**Task goal:** Reproduce without any change the part of the entries that opens with the line containing "task | indicate the setting" and closes with the final line of the entries.

Start Available records

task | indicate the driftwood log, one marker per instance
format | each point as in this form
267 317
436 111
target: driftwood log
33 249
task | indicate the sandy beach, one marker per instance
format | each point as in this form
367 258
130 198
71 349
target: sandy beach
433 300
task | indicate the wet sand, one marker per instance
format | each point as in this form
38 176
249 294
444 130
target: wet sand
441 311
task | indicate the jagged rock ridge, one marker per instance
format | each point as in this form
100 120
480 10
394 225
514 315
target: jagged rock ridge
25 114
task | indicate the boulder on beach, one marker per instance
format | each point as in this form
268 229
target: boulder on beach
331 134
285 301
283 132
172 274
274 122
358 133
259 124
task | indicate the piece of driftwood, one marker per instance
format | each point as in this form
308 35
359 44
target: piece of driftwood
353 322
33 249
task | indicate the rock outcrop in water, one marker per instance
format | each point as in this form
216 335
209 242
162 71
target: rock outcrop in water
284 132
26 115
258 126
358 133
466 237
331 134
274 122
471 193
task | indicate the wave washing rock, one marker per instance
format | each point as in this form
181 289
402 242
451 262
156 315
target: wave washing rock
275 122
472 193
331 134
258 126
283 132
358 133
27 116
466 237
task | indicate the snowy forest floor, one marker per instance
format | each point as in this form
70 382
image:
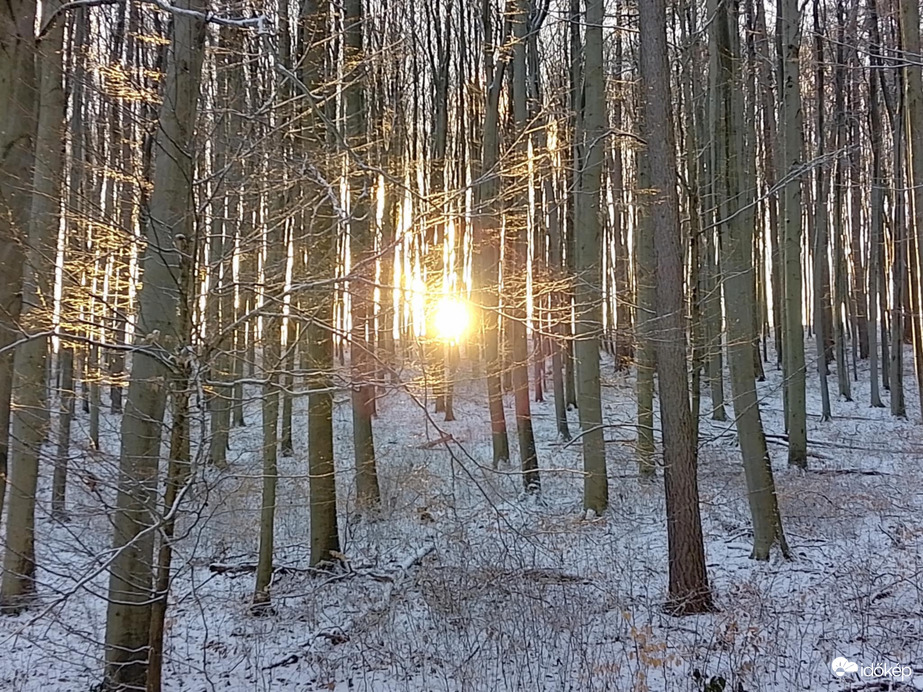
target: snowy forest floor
511 592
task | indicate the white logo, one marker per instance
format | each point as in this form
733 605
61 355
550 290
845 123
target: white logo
841 666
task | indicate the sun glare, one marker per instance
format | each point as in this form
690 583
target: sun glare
451 319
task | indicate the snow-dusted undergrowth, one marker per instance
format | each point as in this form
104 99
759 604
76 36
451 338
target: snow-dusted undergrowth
462 584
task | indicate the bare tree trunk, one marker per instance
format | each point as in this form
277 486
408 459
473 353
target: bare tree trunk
821 279
488 239
517 263
736 211
169 228
362 273
325 542
789 34
588 280
688 580
178 471
877 210
646 281
30 414
17 133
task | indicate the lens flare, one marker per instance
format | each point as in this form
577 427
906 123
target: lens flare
451 318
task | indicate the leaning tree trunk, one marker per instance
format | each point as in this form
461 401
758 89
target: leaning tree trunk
159 335
688 580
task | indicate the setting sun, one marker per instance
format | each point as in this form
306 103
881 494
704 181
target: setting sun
451 318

End Available records

**Result for this task:**
task | indicate the setting sun, one marker per instance
format | each point as in this form
306 103
881 494
704 181
target: setting sun
451 318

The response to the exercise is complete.